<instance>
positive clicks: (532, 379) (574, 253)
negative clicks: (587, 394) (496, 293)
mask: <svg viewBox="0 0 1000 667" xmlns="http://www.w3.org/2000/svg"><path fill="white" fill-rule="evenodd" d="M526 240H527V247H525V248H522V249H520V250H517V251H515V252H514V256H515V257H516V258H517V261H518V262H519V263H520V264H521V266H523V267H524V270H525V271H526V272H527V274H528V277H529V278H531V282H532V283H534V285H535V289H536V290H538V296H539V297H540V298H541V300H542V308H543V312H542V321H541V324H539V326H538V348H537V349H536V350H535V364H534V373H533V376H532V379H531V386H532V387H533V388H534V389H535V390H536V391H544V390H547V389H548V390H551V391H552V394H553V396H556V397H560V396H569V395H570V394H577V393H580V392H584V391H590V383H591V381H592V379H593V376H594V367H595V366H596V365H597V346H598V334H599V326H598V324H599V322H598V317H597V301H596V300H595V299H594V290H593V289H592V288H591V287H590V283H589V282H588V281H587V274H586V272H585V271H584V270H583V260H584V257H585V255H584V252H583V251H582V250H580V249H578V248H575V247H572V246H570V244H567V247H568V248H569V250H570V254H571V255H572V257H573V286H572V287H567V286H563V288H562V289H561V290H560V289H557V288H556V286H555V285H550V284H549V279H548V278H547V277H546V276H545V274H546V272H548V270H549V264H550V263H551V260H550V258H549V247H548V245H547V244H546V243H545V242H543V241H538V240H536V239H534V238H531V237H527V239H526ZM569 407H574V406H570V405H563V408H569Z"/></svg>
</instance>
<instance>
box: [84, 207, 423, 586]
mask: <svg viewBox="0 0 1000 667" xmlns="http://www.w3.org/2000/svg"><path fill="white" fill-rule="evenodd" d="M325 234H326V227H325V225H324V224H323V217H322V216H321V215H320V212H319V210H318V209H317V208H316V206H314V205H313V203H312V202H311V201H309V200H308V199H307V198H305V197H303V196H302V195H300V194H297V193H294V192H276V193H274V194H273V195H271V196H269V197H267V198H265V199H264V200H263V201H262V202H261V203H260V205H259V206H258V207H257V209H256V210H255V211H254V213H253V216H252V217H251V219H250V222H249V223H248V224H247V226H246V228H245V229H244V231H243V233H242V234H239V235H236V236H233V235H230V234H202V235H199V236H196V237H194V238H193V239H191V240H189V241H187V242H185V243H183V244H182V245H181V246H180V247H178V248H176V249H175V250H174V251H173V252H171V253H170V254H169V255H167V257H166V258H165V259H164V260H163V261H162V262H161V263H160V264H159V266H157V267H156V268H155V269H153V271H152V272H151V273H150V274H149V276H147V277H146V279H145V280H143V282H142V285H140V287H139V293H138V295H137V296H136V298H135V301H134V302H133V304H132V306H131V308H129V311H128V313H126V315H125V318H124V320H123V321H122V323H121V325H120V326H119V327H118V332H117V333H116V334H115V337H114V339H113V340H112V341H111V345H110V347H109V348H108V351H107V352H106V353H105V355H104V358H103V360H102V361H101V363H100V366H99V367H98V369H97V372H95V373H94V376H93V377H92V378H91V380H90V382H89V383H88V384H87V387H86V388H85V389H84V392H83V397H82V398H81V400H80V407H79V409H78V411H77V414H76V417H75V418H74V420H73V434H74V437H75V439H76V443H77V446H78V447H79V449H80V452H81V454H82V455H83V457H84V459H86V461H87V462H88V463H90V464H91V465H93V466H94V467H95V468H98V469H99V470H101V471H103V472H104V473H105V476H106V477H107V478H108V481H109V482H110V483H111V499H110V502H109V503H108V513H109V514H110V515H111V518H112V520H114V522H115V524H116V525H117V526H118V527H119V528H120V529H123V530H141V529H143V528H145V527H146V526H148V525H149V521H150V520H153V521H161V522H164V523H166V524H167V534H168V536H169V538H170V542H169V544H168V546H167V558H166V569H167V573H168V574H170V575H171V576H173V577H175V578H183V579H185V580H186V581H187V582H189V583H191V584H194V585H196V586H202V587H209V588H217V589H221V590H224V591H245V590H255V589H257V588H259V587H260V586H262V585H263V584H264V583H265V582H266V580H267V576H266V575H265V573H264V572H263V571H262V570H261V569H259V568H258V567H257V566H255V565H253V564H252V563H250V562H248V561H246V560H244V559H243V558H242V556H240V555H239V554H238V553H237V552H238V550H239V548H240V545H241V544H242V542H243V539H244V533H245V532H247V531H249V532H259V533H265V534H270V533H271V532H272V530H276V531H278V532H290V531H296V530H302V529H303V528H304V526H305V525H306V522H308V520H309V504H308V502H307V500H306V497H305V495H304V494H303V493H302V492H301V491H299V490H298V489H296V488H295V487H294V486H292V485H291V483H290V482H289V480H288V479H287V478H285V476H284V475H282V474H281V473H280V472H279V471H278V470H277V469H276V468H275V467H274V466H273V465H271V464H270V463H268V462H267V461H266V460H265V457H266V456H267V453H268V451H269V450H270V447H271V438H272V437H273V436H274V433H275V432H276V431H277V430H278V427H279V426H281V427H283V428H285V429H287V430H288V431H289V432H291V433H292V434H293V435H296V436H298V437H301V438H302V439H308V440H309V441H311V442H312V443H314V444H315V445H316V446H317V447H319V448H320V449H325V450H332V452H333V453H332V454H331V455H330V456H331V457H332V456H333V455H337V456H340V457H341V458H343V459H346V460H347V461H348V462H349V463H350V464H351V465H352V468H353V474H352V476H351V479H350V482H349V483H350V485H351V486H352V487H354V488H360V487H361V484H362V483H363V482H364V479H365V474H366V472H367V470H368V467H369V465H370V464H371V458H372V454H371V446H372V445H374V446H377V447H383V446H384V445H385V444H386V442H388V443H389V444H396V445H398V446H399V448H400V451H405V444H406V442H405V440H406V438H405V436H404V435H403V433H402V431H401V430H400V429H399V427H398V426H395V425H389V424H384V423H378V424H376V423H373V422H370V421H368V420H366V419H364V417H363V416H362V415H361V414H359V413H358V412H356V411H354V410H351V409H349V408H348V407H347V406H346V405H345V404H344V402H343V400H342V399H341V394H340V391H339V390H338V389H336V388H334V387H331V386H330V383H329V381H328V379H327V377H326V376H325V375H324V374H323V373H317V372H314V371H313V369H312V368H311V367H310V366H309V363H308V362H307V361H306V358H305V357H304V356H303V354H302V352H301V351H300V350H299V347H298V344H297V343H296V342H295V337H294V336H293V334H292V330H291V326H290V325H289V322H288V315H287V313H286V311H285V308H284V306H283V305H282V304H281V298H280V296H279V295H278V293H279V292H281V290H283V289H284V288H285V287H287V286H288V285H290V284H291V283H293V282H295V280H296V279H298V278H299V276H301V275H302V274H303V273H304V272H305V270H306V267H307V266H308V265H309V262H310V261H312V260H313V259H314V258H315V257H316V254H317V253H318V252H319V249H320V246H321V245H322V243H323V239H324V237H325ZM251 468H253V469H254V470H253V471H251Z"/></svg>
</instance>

What you have to do → Pull every line with "clicks" from the records.

The answer →
positive clicks: (532, 379) (574, 253)
negative clicks: (587, 394) (496, 293)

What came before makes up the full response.